Set task: Every entry below should be repeated exactly; the pictures should not.

[Excerpts of location labeling data]

** begin **

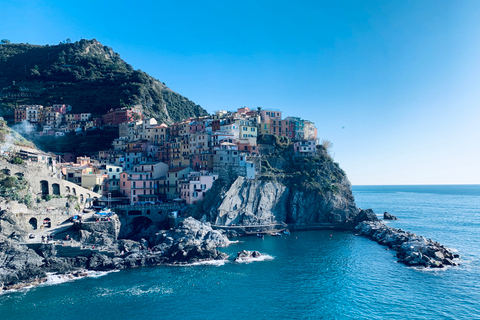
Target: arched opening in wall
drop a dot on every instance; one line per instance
(47, 223)
(33, 223)
(134, 213)
(141, 227)
(56, 189)
(44, 187)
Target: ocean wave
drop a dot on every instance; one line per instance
(217, 263)
(54, 279)
(263, 257)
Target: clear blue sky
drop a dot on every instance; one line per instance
(393, 84)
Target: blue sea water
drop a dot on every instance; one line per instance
(307, 275)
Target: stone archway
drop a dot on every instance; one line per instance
(56, 189)
(134, 213)
(33, 223)
(44, 187)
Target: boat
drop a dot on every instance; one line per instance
(105, 213)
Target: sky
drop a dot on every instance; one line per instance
(394, 85)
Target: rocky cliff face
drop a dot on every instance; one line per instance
(296, 190)
(87, 75)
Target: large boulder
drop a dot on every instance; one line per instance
(412, 250)
(191, 241)
(365, 215)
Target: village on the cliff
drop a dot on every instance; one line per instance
(151, 162)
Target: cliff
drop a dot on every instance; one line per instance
(87, 75)
(303, 191)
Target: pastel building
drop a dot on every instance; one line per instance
(138, 186)
(194, 188)
(305, 147)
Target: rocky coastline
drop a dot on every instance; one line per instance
(21, 266)
(411, 249)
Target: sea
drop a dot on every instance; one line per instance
(304, 275)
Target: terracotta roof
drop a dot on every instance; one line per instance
(177, 169)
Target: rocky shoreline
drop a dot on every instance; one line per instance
(190, 242)
(411, 249)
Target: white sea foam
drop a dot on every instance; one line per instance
(54, 279)
(263, 257)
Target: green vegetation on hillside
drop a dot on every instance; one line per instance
(87, 75)
(313, 173)
(84, 144)
(13, 188)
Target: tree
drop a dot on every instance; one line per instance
(327, 144)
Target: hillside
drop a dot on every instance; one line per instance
(88, 76)
(301, 191)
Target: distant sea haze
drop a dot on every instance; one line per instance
(308, 275)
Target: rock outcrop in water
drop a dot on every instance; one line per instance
(412, 250)
(246, 255)
(300, 191)
(192, 241)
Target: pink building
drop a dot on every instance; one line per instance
(197, 127)
(196, 186)
(60, 108)
(267, 115)
(243, 110)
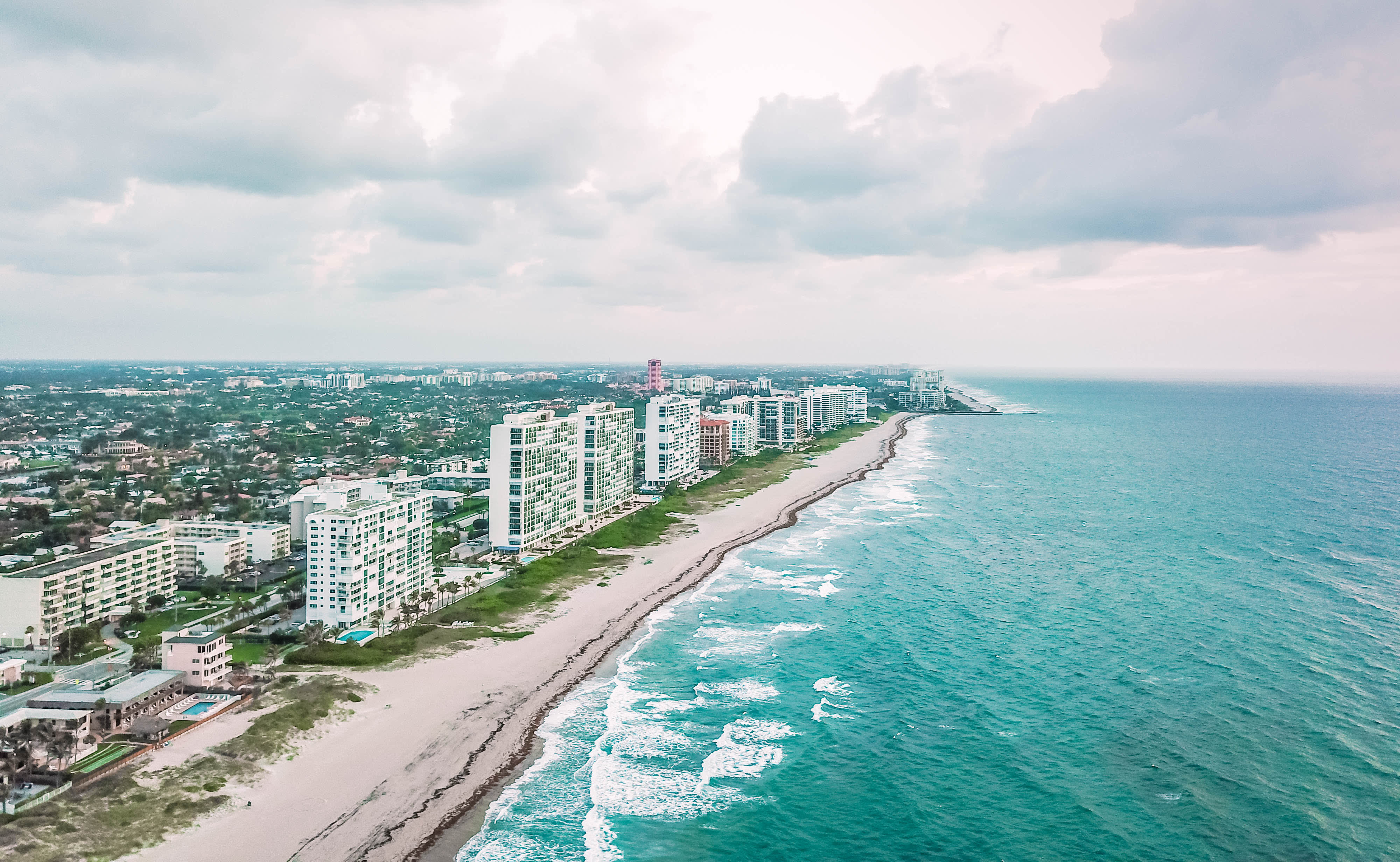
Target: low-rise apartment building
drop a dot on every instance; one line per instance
(85, 588)
(201, 656)
(778, 419)
(204, 558)
(262, 541)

** end **

Written solution:
Target: arched opening in wall
drop a dot on every instance; one line per instance
(47, 223)
(33, 223)
(134, 213)
(141, 227)
(56, 189)
(44, 187)
Target: ocean wave
drop a dot on every instance; one line per instance
(217, 263)
(54, 279)
(263, 257)
Target: clear blue sky
drop a dot on every instance; one line per instance
(393, 84)
Target: blue sea water
drop a dot on every instance; one line per instance
(307, 275)
Target: stone archway
drop a dot on every instance; one line per instance
(56, 189)
(134, 213)
(33, 223)
(44, 187)
Target: boat
drop a dot on every instance; one line per instance
(105, 213)
Target: sky
drop a dot on every instance; one line per instance
(394, 85)
Target: rocky cliff face
drop a dot on every instance; one line per instance
(296, 190)
(87, 75)
Target: large boulder
drop a dot on every instance; one line per instance
(412, 250)
(191, 241)
(365, 215)
Target: village on the cliff
drop a dot on every instance; one line per instance
(151, 162)
Target: cliff
drop a dot on every instance; one line per instance
(87, 75)
(303, 191)
Target: pastel building
drop a dot on every instance; one line per instance
(138, 186)
(194, 188)
(305, 147)
Target: rocky coastline
drop a dot on every instance; one line per instance
(21, 266)
(411, 249)
Target: sea
drop a dot on every instance; one line per instance
(304, 275)
Target: terracotta roof
drop a dot on every instance; one line per instance
(177, 169)
Target: rocky shoreline
drop a dot on every instance; one line per instance
(190, 242)
(411, 249)
Target: white sea foam
drop a dot on every instance; one line per instance
(54, 279)
(263, 257)
Target: green vegetation on hillside
drop a dot on every instance; one line per instance
(87, 75)
(313, 173)
(84, 144)
(13, 188)
Target: tree
drop a dot on every instance; one line per instance
(327, 144)
Target: hillside
drop a dot on every instance; one line per instance
(88, 76)
(301, 191)
Target: distant sea haze
drop a dot on every instance; one line per instance
(308, 275)
Target: rock outcrop in water
drop a dot on every instance; one line per instance
(412, 250)
(246, 255)
(300, 191)
(192, 241)
Target: pink building
drop a dot on every instance; one line per instance
(197, 127)
(196, 186)
(60, 108)
(267, 115)
(243, 110)
Target: low-rise apartment building
drop a dot on every instance; one line per instance
(85, 588)
(201, 656)
(778, 419)
(204, 558)
(262, 541)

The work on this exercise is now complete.